:: THE TASK ::
Could the whole of the data below be written out verbatim?
*** DATA SECTION ***
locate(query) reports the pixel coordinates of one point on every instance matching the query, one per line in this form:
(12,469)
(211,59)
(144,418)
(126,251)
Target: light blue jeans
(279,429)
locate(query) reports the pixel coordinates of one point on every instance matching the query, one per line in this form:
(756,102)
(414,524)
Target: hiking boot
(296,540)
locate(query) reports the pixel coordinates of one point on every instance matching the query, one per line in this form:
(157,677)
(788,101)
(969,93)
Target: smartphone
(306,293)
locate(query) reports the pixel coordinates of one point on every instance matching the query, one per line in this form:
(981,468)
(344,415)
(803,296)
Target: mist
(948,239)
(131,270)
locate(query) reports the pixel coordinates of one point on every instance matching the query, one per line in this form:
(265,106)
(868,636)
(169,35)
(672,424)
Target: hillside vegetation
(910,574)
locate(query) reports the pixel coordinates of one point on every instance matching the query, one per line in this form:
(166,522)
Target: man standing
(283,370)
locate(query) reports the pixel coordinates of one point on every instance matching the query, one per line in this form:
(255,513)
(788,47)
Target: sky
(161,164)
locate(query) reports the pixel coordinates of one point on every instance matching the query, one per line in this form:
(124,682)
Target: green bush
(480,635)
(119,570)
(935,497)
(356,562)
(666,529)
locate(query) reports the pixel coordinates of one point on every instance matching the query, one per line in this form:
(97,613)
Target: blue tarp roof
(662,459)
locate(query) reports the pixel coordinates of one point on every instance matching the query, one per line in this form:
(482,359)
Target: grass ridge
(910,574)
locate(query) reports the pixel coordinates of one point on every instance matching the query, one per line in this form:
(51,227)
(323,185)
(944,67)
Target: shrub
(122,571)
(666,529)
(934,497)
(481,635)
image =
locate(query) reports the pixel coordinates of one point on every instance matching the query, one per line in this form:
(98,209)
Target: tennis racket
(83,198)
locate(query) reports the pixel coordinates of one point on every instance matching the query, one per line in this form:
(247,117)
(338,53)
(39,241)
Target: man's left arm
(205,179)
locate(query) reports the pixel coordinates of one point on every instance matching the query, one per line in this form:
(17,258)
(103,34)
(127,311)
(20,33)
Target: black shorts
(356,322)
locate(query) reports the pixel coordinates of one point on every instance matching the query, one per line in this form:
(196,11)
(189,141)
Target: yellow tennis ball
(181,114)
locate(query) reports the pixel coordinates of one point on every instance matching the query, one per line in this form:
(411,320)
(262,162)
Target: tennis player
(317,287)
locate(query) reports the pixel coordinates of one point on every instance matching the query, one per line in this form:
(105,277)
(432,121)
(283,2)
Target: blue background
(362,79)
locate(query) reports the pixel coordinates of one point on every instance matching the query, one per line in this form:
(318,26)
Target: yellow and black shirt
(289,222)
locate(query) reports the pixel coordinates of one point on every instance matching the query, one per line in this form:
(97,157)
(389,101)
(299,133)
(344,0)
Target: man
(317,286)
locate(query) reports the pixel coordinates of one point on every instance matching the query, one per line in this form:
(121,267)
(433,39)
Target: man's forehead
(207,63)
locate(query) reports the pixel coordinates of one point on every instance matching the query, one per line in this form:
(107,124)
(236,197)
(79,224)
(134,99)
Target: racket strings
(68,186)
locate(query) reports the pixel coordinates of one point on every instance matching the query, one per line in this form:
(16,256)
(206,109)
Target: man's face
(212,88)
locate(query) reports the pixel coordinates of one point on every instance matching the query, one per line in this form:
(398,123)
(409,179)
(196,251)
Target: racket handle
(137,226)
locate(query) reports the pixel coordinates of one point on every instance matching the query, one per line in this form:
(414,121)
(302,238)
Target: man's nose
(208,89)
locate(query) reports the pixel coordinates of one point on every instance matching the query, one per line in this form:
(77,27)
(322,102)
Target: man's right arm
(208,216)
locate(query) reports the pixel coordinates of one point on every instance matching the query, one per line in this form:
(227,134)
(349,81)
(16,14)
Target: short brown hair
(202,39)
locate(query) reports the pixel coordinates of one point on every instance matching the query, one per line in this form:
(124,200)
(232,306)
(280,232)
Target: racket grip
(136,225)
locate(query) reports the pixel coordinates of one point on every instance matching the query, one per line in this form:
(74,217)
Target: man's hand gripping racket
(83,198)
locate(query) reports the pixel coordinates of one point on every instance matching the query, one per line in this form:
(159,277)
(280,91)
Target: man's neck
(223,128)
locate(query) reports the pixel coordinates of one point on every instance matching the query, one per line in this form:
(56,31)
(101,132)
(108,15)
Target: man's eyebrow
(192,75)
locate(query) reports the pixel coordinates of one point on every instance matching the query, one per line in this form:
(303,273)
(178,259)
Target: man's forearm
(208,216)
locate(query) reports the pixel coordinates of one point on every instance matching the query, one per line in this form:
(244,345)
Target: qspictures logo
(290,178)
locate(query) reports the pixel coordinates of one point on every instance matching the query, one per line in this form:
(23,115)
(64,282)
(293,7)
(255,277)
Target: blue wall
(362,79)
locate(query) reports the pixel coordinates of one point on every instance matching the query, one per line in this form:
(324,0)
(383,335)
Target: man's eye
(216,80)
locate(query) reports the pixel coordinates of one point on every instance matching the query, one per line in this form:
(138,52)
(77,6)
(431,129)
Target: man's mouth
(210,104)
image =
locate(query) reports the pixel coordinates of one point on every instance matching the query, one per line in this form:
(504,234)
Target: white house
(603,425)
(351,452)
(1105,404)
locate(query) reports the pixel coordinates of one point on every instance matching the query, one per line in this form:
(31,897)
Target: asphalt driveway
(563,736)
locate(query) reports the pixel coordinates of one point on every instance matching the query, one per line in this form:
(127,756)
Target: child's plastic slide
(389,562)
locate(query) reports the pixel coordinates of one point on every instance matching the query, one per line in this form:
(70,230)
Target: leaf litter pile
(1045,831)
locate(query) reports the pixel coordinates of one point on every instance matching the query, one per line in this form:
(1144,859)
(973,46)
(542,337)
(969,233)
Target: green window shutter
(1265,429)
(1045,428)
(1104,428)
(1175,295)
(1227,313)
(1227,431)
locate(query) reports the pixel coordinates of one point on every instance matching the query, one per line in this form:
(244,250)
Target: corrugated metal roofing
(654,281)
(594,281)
*** End of DATA SECTION ***
:: WRITTEN RESPONSE ::
locate(query) reports the pixel coordinates of one point on every instance matching the query, one per line in this form:
(12,469)
(211,59)
(144,418)
(126,251)
Target: light blue jeans
(279,429)
locate(query) reports the pixel coordinates of one point on every instance matching the query, one per line in this form:
(756,102)
(414,524)
Target: hiking boot
(296,540)
locate(query) reports the pixel coordinates of one point on every instance matching the query, one per line in this form:
(157,677)
(788,101)
(969,93)
Target: smartphone
(306,293)
locate(query) reports the pixel coordinates of one point on every instance matching the query, one per line in this form:
(981,468)
(344,415)
(803,296)
Target: mist
(948,239)
(131,270)
locate(query) reports the pixel coordinates of one point on every instance matching the query, one per line in this form:
(265,106)
(868,636)
(169,35)
(672,424)
Target: hillside vegetation
(910,574)
locate(query) reports the pixel coordinates of one point on every instance matching the query, one per line in this form:
(166,522)
Target: man standing
(283,370)
locate(query) reports the pixel coordinates of one point on every instance matching the query, one per line in this form:
(255,513)
(788,47)
Target: sky
(161,164)
locate(query) reports the pixel coordinates of one point on every instance matching the query, one per line in this form:
(124,682)
Target: green bush
(480,635)
(119,570)
(935,497)
(356,562)
(666,529)
locate(query) reports the pixel coordinates of one point on every instance matching the query, one per line in this form:
(97,613)
Target: blue tarp roof
(662,459)
locate(query) reports the pixel coordinates of one point on every instance matching the query, one per line in this form:
(482,359)
Target: grass ridge
(910,574)
locate(query) reports the pixel coordinates of one point on every instance matching the query, one per line in this form:
(51,227)
(323,185)
(944,67)
Target: shrub
(122,571)
(666,529)
(934,497)
(481,635)
image =
locate(query) reports the pixel coordinates of one point on every instance matching the query, one per line in this form:
(98,209)
Target: tennis racket
(83,198)
locate(query) reports the pixel coordinates of one point on every instance matching the query, one per line in this form:
(247,117)
(338,53)
(39,241)
Target: man's left arm
(205,179)
locate(query) reports the pixel coordinates of one point on every instance matching the query, one per line in this form:
(17,258)
(103,34)
(127,311)
(20,33)
Target: black shorts
(356,322)
locate(query) reports the pixel coordinates of one point on every instance matching the query, one per line in this form:
(196,11)
(189,141)
Target: yellow tennis ball
(181,114)
locate(query) reports the pixel coordinates of one point on every instance matching the query, one per line in this form:
(411,320)
(262,162)
Target: tennis player
(317,287)
locate(query) reports the pixel coordinates of one point on every instance matching the query, one per line in this form:
(105,277)
(432,121)
(283,2)
Target: blue background
(362,79)
locate(query) reports the pixel coordinates of one point on every instance matching the query, one per line in this form:
(318,26)
Target: yellow and black shirt
(289,222)
locate(query) reports the pixel coordinates of one point on every instance matching the query, one per line in this form:
(97,157)
(389,101)
(299,133)
(344,0)
Target: man
(317,286)
locate(query) reports the pixel coordinates of one point on every instance matching the query, one per line in this form:
(121,267)
(433,39)
Target: man's forehead
(207,63)
locate(query) reports the pixel coordinates of one point on every instance matching the query, one per line in this form:
(107,124)
(236,197)
(79,224)
(134,99)
Target: racket strings
(68,186)
locate(query) reports the pixel coordinates of one point on every instance matching the query, one per line in this form:
(16,256)
(206,109)
Target: man's face
(212,88)
locate(query) reports the pixel coordinates of one point on every instance matching the query, one per line in this form:
(398,123)
(409,179)
(196,251)
Target: racket handle
(137,226)
locate(query) reports the pixel coordinates of one point on every instance matching the query, one per line in this form:
(414,121)
(302,238)
Target: man's nose
(208,89)
locate(query) reports the pixel coordinates of one point on every instance matching the query, one per line in this form:
(77,27)
(322,102)
Target: man's right arm
(208,216)
locate(query) reports the pixel coordinates of one point on every instance matching the query, one per line in this form:
(227,134)
(349,81)
(16,14)
Target: short brown hair
(202,39)
locate(query) reports the pixel coordinates of one point on every instance matching the query, one per line in this form:
(124,200)
(232,306)
(280,232)
Target: racket grip
(136,225)
locate(query) reports the pixel coordinates of one point on every instance matching the query, one per line in this form:
(74,217)
Target: man's hand gripping racket
(83,198)
locate(query) reports the pixel coordinates of one point on every instance matching the query, one per line in this form:
(159,277)
(280,91)
Target: man's neck
(223,128)
locate(query) reports the pixel coordinates of one point on every instance matching the query, one per line in this form:
(56,31)
(101,132)
(108,15)
Target: man's eyebrow
(192,75)
locate(query) reports the pixel coordinates of one point on every instance matching the query, one per line in this form:
(303,273)
(178,259)
Target: man's forearm
(208,216)
locate(query) reports the pixel coordinates of one point on every instance matching the query, one per line in this form:
(244,345)
Target: qspictures logo
(290,178)
locate(query) reports the pixel coordinates of one point on every instance matching the query, one per line in this form:
(23,115)
(64,282)
(293,7)
(255,277)
Target: blue wall
(362,79)
locate(query) reports the pixel coordinates of one point on every instance matching the query, one per line in this form:
(324,0)
(383,335)
Target: man's eye
(216,80)
locate(query) reports the pixel coordinates of one point on every instance matching the query, one per line in this form:
(138,52)
(77,6)
(431,129)
Target: man's mouth
(210,104)
image =
locate(query) reports the pixel coordinates of one point on every instance matching the query, one per line in this form:
(504,234)
Target: white house
(603,425)
(351,452)
(1105,404)
locate(query) reports the pixel coordinates of one point on every instance matching the query, one per line in this form:
(31,897)
Target: asphalt driveway
(563,736)
locate(query) reports the pixel coordinates of one point on every instance matching the query, one per line in this form:
(127,756)
Target: child's plastic slide
(389,562)
locate(query) reports the pixel coordinates of one point on every instance matching the query, one per line in this form:
(70,230)
Target: leaf litter pile
(1045,831)
locate(query) reports the pixel coordinates of one point on every instance matching the query, one per line in this form:
(1144,859)
(973,46)
(542,337)
(969,233)
Target: green window shutter
(1265,429)
(1045,428)
(1104,428)
(1175,295)
(1227,313)
(1227,431)
locate(query) reports the pixel coordinates of one point on every instance matching the query, one per line in this form:
(244,250)
Target: corrugated metal roofing
(654,281)
(594,281)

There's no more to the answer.